(Beginning of ENTRIES SUPPLIED)
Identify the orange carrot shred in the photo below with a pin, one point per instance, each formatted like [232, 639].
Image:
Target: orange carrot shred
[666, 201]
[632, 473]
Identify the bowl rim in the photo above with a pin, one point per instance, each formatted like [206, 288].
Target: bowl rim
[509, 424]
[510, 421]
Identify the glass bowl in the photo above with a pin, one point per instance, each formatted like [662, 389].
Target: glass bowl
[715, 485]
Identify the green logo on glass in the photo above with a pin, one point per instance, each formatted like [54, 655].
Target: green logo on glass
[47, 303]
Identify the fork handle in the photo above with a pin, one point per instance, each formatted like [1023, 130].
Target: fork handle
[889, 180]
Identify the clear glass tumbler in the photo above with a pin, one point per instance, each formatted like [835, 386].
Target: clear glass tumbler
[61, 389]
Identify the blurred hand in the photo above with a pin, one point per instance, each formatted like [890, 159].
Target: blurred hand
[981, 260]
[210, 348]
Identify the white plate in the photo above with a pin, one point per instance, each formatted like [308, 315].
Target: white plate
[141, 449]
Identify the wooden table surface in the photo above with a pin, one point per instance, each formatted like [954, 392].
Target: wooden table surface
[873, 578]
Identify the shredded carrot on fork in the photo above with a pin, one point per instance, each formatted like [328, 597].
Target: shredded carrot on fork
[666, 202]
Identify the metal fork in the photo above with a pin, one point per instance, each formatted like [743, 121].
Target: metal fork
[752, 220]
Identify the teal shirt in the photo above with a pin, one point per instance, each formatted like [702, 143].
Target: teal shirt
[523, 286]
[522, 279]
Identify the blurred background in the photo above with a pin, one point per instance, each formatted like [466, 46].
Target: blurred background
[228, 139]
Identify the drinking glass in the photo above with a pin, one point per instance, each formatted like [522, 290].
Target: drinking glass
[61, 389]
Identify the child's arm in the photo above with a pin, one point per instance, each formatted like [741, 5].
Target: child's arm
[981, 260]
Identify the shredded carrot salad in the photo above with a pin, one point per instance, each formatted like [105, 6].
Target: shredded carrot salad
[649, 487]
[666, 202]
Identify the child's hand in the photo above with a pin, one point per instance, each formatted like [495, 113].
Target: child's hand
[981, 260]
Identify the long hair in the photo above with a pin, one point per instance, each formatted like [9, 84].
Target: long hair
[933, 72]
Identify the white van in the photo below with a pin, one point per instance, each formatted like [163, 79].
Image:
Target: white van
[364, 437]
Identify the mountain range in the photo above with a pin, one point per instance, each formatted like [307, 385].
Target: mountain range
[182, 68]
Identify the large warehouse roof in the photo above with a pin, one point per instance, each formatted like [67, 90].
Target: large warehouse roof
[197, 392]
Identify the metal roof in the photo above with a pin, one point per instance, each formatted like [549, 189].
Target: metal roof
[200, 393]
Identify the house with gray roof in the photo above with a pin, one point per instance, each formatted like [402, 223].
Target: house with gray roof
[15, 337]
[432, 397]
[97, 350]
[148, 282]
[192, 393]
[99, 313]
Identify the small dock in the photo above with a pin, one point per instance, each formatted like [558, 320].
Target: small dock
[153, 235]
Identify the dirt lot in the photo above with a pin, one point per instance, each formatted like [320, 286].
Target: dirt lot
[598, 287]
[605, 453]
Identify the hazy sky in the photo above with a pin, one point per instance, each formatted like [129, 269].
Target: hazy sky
(End of ENTRIES SUPPLIED)
**TASK BRIEF**
Filter the entries and copy out every line with the word "below".

**SOLVED EXERCISE**
Identify the orange carrot shred in the photo below with a pin, one point per instance, each formatted like [232, 639].
Identify the white van in the photo below with a pin, one point per instance, each formatted like [163, 79].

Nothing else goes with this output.